Required action
Output the line that contains "Place a pin on each instance of the tree" and every line after it to the end of the entries, with nothing added or left out.

Source records
────────────────
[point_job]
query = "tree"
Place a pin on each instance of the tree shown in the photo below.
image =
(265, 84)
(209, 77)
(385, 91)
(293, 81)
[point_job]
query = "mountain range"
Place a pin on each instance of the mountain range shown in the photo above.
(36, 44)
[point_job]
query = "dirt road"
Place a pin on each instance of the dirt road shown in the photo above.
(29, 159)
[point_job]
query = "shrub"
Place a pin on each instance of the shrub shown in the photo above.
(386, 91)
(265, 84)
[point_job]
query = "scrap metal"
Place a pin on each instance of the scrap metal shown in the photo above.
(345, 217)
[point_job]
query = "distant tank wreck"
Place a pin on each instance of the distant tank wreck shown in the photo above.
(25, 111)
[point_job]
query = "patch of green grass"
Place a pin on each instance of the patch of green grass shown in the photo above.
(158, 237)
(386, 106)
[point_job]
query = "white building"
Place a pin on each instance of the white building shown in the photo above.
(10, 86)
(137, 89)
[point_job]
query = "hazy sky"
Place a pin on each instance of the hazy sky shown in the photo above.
────────────────
Response to this exercise
Place a pin on each instance of the tree shown in the photo below.
image =
(265, 84)
(209, 77)
(385, 91)
(293, 81)
[point_job]
query = "mountain range"
Place a pin on each instance of the mountain range shown in the photo above.
(36, 44)
[point_job]
query = "dirt road"
Place a pin on each instance of the dirt road shown in the photo above.
(29, 159)
[point_job]
query = "shrub"
Place a pin on each instance of the shrub shown in the photo above.
(386, 91)
(265, 84)
[point_job]
query = "scrap metal"
Place a pin on each instance of the scrap metal shown in the photo above.
(345, 217)
[point_job]
query = "distant tank wreck"
Place a pin on each instance of the distant tank wreck shown in the photo above.
(25, 111)
[point_job]
query = "patch of green grass"
Place a pin on each instance of the patch of green grass shown in the photo above.
(158, 237)
(386, 106)
[point_job]
query = "white building"
Place a pin on each instance of the white building shown in the photo above.
(10, 86)
(137, 89)
[point_job]
query = "hazy sky"
Place a pin on each instance of the hazy sky shown in the photo above.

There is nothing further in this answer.